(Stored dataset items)
━━━━━━━━━━━━━━━━

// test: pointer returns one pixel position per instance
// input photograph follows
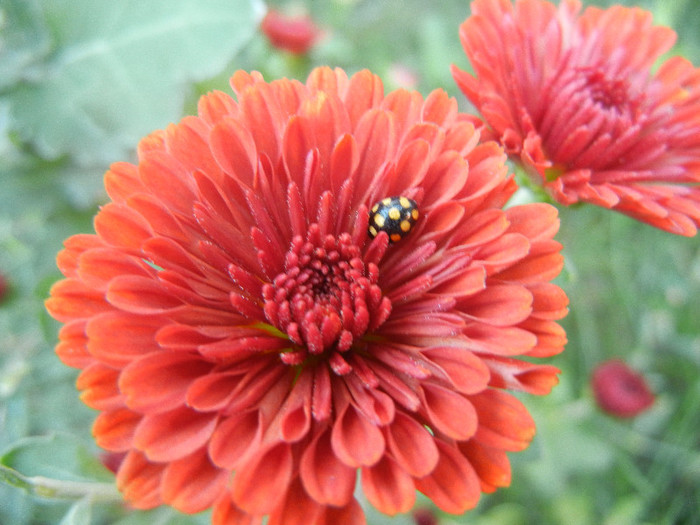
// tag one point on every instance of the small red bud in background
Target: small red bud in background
(3, 287)
(296, 34)
(619, 390)
(425, 517)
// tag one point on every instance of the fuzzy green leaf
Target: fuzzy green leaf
(117, 70)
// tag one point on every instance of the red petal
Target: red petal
(72, 346)
(262, 482)
(490, 464)
(117, 338)
(114, 430)
(139, 480)
(503, 421)
(212, 391)
(122, 227)
(500, 305)
(355, 440)
(388, 487)
(411, 445)
(166, 177)
(71, 299)
(172, 435)
(192, 483)
(234, 149)
(297, 508)
(226, 513)
(159, 381)
(99, 387)
(467, 373)
(140, 295)
(351, 514)
(325, 477)
(98, 266)
(448, 411)
(453, 485)
(235, 437)
(513, 374)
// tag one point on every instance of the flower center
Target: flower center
(611, 94)
(326, 298)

━━━━━━━━━━━━━━━━

Repeat only the lines starting at the one that contains "the small red bud in background" and ending at the last line above, exactly as written.

Written answer:
// tag one point on every instance of the small red bud in background
Target: small red bud in background
(3, 287)
(296, 34)
(619, 390)
(425, 517)
// tag one point on every instance of the fuzzy green leaf
Target: fuzzy green leaf
(117, 70)
// tag one point on every instance of the red petal
Target: red petal
(72, 346)
(262, 482)
(490, 464)
(117, 338)
(114, 430)
(139, 480)
(503, 421)
(212, 391)
(122, 227)
(500, 305)
(355, 440)
(388, 487)
(411, 445)
(166, 177)
(71, 299)
(172, 435)
(192, 483)
(234, 149)
(297, 508)
(226, 513)
(159, 381)
(99, 387)
(467, 373)
(140, 295)
(351, 514)
(325, 477)
(98, 266)
(448, 411)
(453, 485)
(235, 437)
(513, 374)
// tag one point on every instance of the flower center
Target: flower center
(611, 94)
(326, 298)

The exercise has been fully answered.